_REQUIRED TASK_. Repeat the lines below, from the line with "above for tree" to the line with "[376,1,640,261]", including both of those lines.

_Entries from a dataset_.
+===+

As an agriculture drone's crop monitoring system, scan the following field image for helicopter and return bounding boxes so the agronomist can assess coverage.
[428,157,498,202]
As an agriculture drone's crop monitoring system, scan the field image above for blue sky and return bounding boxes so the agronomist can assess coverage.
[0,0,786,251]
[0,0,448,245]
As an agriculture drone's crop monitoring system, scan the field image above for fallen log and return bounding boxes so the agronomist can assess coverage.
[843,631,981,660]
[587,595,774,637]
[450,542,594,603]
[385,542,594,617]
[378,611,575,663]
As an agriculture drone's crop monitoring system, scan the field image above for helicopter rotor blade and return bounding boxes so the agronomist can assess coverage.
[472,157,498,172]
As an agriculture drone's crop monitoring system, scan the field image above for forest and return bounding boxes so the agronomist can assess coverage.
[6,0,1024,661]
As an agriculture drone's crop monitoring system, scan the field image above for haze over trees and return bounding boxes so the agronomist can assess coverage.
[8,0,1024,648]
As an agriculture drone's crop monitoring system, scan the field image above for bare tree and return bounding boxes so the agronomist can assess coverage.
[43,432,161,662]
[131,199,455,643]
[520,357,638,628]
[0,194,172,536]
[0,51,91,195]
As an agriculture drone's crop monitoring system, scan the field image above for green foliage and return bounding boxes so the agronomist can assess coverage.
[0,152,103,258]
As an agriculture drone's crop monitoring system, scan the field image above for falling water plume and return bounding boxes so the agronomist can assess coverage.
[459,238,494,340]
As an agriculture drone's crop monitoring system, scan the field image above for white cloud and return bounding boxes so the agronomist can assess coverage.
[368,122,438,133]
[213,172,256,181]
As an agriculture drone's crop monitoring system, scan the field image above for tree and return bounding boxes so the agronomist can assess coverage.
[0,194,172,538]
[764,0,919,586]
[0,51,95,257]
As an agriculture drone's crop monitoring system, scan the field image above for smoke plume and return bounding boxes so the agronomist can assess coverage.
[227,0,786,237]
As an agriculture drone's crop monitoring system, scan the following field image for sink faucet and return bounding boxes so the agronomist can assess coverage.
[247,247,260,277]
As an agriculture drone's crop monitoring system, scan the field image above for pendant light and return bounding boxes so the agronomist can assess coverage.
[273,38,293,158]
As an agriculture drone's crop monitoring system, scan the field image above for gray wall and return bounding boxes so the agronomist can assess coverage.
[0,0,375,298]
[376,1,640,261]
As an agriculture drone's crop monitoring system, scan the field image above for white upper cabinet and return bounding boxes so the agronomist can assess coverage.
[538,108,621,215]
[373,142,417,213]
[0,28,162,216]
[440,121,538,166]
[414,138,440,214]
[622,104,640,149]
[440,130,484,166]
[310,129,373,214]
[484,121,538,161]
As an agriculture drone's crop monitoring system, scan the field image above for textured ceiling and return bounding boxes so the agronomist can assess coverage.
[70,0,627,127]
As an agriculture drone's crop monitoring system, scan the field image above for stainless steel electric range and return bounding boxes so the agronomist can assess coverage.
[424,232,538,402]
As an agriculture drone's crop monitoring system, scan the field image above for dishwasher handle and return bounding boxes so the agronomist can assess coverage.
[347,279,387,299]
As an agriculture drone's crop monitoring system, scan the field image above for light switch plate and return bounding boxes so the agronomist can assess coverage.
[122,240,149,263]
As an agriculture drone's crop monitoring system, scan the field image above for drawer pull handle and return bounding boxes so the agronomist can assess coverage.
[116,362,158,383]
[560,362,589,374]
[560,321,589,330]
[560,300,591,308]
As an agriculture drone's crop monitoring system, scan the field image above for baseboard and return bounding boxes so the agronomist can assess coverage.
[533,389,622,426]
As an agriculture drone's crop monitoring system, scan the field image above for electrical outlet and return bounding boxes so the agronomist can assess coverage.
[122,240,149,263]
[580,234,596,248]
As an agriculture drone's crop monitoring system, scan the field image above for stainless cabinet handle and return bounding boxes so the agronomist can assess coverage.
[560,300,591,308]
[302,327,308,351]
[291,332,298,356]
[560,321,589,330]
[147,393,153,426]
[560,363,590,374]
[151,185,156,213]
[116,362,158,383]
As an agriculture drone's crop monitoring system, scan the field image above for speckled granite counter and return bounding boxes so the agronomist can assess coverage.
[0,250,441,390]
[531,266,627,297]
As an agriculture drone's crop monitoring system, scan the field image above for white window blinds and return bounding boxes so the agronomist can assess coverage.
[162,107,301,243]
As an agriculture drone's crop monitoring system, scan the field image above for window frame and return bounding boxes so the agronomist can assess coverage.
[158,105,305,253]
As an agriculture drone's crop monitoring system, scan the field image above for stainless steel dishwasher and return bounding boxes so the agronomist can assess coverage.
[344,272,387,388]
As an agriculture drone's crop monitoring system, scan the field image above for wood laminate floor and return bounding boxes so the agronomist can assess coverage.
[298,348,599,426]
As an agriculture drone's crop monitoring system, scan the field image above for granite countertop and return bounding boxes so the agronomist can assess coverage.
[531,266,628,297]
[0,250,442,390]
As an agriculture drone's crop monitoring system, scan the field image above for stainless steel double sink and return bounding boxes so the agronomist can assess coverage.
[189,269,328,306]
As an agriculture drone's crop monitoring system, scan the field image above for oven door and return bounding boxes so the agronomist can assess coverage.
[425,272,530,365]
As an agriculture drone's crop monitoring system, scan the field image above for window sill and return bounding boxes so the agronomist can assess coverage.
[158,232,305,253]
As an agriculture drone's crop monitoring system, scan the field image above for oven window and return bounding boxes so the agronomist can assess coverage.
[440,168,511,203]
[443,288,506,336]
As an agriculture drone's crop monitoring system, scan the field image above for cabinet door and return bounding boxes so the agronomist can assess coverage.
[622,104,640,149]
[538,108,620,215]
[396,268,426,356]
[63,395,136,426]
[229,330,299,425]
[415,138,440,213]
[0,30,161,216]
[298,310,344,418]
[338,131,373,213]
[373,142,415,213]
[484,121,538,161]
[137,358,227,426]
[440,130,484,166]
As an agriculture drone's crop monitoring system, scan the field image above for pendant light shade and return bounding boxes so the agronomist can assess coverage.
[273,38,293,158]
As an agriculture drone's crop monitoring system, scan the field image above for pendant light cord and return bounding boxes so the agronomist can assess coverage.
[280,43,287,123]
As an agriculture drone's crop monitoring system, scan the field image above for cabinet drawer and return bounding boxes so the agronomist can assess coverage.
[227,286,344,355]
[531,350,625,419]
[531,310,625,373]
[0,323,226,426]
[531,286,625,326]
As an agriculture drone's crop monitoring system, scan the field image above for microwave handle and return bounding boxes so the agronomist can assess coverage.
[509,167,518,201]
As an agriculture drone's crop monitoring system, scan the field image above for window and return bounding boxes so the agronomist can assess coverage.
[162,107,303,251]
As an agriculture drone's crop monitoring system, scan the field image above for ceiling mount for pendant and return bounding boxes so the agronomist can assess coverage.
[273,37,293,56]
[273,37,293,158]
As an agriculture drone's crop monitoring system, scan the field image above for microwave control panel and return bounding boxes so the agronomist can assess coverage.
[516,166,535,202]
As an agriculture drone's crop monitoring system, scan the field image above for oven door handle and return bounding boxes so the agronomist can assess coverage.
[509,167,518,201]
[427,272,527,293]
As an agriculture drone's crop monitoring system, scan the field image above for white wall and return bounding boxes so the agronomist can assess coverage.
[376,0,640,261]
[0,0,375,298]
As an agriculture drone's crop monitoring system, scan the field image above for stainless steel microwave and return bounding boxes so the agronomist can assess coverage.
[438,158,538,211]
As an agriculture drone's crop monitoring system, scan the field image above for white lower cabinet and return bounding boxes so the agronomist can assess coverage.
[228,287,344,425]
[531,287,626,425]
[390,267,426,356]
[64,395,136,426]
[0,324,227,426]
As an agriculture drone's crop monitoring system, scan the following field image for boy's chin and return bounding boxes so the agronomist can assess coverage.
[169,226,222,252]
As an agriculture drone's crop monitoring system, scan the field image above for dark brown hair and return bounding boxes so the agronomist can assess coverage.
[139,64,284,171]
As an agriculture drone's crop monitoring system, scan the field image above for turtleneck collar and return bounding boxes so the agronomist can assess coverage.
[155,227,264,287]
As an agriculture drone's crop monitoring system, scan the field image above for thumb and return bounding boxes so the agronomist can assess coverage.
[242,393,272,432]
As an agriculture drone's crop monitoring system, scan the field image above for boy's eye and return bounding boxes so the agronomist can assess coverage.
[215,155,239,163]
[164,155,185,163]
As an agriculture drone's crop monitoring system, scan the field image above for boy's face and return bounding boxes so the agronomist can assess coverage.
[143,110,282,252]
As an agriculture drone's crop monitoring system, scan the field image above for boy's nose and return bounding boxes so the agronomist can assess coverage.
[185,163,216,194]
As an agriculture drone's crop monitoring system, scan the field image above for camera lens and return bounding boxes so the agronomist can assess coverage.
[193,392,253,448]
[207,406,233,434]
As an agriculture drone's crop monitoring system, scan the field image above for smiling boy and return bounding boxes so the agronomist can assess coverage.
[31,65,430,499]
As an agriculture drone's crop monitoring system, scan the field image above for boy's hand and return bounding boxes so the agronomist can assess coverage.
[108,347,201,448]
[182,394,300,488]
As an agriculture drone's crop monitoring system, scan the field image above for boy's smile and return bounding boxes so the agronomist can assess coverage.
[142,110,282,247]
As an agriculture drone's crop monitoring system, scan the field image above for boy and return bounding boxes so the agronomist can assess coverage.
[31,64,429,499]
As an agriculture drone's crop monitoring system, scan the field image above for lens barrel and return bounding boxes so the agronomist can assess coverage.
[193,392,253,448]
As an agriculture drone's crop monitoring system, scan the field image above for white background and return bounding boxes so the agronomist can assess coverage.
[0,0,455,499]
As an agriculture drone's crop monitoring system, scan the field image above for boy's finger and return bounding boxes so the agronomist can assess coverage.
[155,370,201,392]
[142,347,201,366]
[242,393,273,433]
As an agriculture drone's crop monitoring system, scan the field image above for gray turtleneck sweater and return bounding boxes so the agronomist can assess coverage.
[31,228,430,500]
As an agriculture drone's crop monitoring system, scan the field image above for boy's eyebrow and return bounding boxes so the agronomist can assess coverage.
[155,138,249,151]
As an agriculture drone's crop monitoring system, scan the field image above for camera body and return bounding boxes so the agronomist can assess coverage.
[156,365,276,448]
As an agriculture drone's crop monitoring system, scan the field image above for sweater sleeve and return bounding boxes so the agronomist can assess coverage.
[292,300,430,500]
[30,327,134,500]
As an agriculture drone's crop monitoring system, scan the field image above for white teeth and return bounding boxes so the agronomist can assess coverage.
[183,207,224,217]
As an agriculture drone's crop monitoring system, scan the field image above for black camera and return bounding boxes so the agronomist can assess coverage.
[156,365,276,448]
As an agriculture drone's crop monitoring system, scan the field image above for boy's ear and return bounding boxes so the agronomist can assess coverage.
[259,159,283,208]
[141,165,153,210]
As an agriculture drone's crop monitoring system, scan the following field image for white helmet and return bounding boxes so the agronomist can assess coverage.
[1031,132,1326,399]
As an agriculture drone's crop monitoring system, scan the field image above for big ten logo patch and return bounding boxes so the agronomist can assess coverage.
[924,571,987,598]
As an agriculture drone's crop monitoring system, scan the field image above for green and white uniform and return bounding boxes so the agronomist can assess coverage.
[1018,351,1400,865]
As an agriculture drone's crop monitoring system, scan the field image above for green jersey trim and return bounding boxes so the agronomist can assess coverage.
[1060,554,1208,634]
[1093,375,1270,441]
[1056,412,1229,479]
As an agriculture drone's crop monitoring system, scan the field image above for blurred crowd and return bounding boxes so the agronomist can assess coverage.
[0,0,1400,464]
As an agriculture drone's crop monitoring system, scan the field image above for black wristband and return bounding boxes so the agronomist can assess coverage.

+===+

_THE COMPLETED TASK_.
As an agriculture drone's crop monitoring system, scan the field image above for tree and return bounding boxes so the agronomist can assess coverage.
[0,194,172,538]
[764,0,919,586]
[0,51,95,257]
As an agriculture drone's crop monitoring system, scan the field image above for smoke plume and return bounding boxes so the agronomist can assess coverage.
[227,0,786,237]
As an agriculture drone's crop monitoring system, scan the following field image for sink faucet and return bounding boxes so the agronomist can assess coverage.
[247,247,260,277]
As an agriculture drone's crop monitoring system, scan the field image above for pendant light and return bounding boxes so the agronomist can assess coverage.
[273,38,293,158]
As an agriculture drone's crop monitoring system, scan the field image above for gray wall and return bounding boxes so the agronomist can assess coverage.
[0,0,375,298]
[376,1,640,261]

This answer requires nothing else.